* **TASK INSTRUCTIONS**:
Please collect every line in the listing below that contains the word "metal" and copy each of those lines in full.

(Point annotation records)
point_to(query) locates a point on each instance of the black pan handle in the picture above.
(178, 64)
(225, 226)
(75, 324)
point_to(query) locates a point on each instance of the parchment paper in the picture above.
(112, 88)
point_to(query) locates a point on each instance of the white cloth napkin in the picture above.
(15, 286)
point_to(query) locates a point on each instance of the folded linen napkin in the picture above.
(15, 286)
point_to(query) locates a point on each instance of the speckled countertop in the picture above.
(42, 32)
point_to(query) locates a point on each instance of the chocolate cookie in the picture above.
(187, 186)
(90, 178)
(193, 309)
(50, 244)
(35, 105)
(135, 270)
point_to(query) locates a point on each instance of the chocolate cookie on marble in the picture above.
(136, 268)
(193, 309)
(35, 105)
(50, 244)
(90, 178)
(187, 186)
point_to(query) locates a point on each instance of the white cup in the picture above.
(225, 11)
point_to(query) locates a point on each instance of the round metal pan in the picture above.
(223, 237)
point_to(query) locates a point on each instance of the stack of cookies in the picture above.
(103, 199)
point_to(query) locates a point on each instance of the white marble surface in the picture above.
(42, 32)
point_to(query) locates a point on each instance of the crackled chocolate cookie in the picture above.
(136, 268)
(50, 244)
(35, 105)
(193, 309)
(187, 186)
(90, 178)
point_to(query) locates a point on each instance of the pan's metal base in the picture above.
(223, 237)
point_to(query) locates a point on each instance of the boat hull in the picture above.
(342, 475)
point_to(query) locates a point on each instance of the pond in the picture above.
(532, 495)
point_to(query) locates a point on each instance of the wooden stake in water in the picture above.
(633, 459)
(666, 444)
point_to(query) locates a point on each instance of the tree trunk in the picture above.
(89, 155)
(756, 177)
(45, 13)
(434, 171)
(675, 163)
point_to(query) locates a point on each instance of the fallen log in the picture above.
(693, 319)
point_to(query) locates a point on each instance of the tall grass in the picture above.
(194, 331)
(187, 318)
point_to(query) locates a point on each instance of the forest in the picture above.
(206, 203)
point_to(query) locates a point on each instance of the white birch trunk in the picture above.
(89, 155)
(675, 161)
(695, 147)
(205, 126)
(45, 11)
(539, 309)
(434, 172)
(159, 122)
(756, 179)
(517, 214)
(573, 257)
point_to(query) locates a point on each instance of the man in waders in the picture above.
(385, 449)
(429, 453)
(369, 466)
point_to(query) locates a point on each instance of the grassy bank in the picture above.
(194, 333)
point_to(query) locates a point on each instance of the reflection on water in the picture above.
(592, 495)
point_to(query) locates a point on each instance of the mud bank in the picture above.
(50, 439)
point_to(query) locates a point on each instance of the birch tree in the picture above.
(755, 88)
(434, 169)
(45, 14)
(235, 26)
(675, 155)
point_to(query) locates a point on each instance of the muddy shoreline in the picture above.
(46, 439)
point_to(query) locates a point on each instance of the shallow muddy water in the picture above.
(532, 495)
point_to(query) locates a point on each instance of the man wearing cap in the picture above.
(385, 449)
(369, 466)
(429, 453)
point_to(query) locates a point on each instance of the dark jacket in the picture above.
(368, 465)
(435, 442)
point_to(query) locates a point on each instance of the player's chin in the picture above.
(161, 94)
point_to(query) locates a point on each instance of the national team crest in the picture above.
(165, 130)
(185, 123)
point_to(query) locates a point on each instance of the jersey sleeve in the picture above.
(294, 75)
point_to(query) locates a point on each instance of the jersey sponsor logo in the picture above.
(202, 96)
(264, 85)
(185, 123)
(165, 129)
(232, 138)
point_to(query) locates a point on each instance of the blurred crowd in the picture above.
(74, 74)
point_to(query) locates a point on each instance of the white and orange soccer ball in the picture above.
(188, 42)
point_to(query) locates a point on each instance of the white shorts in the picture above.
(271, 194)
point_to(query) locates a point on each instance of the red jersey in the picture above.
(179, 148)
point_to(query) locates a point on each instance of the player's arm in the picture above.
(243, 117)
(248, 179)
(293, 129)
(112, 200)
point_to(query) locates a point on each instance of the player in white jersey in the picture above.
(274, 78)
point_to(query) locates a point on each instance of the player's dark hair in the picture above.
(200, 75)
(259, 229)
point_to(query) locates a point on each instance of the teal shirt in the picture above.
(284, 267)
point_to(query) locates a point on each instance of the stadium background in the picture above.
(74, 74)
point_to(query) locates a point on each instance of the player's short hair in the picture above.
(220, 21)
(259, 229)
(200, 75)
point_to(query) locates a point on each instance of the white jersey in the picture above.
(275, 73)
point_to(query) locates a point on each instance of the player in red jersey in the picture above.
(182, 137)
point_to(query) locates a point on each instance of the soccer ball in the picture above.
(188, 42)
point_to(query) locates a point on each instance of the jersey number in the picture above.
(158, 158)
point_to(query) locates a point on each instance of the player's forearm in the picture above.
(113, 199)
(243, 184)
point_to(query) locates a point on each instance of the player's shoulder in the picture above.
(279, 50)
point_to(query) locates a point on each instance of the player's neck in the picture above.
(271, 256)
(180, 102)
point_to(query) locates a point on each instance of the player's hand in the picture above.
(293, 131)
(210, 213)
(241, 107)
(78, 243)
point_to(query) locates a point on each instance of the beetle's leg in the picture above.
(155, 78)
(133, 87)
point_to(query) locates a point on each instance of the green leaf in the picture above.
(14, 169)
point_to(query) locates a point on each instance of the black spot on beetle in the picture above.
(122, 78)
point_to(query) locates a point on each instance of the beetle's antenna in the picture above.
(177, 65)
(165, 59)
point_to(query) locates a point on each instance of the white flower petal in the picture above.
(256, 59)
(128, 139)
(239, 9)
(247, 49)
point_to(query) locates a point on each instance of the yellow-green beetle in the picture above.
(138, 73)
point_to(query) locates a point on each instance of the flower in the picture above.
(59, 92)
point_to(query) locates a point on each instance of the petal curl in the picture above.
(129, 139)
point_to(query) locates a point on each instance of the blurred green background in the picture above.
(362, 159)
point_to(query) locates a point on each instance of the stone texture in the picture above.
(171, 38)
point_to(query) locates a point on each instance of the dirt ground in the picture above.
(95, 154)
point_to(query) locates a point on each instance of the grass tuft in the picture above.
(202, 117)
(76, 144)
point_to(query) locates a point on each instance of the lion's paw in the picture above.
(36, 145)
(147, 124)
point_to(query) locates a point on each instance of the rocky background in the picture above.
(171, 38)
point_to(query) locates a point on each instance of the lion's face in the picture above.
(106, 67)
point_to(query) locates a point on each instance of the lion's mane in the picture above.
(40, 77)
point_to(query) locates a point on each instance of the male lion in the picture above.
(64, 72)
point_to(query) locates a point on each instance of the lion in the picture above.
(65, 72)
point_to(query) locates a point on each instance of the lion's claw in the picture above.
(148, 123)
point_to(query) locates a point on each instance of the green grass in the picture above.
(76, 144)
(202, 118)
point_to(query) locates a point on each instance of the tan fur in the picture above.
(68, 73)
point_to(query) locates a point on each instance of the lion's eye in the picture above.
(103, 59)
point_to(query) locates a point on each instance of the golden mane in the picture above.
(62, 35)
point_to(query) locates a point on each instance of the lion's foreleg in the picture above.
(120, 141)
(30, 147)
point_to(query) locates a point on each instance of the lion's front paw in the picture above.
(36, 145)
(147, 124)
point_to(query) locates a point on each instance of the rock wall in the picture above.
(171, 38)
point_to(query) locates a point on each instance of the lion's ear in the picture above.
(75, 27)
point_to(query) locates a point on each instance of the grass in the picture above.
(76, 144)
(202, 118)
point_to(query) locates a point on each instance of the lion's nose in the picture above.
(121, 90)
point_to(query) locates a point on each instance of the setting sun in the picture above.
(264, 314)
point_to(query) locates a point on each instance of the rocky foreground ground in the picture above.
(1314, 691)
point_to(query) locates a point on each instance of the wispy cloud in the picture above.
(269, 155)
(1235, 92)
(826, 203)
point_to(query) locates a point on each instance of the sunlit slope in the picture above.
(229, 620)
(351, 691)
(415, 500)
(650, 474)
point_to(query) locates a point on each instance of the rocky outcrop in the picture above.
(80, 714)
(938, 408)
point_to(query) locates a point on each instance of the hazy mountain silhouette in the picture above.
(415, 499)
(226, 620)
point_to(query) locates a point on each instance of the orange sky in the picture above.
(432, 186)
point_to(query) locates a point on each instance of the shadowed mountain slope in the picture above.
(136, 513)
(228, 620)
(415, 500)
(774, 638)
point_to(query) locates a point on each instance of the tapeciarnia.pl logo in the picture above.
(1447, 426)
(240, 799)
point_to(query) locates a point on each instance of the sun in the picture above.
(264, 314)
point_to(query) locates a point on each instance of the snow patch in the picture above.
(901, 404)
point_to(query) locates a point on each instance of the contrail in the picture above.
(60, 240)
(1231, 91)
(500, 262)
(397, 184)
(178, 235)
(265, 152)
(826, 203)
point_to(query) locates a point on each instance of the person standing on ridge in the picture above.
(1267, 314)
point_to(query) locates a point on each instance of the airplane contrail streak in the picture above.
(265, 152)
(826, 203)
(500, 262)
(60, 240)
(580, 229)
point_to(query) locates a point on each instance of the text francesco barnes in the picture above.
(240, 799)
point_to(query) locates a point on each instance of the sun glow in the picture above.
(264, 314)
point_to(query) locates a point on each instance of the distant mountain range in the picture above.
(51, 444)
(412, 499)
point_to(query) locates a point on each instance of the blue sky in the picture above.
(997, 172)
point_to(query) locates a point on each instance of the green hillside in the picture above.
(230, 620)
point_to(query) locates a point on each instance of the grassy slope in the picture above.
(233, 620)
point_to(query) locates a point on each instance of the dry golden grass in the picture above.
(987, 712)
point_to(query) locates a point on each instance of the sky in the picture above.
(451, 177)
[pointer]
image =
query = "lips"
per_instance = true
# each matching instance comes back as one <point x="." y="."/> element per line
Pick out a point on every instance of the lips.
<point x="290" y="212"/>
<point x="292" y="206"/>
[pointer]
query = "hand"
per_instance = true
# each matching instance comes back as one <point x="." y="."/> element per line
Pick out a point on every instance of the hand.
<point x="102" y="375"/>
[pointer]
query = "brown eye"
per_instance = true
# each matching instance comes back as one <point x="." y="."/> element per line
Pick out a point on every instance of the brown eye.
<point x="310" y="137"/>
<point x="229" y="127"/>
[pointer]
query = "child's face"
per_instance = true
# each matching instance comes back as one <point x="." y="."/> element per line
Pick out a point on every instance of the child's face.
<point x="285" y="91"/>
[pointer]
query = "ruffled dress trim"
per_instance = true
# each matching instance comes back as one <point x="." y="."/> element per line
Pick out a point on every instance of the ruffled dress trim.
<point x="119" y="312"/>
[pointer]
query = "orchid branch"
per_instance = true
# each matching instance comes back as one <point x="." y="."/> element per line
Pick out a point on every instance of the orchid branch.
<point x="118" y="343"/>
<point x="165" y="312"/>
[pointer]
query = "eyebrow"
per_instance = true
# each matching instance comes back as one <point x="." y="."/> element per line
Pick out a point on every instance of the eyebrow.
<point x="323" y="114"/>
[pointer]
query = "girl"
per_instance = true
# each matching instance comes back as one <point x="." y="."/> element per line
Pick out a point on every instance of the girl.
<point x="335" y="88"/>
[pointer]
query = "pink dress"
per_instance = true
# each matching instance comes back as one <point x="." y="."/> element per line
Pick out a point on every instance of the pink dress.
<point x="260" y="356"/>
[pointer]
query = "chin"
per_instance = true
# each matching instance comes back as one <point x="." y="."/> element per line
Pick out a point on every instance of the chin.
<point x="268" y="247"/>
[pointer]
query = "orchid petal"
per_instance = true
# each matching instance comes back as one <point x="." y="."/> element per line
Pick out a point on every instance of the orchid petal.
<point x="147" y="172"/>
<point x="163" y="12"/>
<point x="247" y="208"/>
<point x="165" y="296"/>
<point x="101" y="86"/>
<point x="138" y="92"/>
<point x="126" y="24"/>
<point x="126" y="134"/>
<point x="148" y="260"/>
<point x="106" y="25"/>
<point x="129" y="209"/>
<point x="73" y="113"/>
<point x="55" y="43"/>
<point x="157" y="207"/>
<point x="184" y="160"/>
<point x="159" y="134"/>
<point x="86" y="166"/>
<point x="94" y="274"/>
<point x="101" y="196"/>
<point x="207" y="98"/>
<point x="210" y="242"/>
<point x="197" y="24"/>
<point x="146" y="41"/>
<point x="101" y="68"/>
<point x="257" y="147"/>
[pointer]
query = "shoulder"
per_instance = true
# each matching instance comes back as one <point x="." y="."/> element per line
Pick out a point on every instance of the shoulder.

* **SOLUTION TO THIS PROBLEM**:
point_to(query) locates a point on each instance of the round metal pan in the picture above.
point_to(query) locates a point on each instance of the pan's metal base in the picture above.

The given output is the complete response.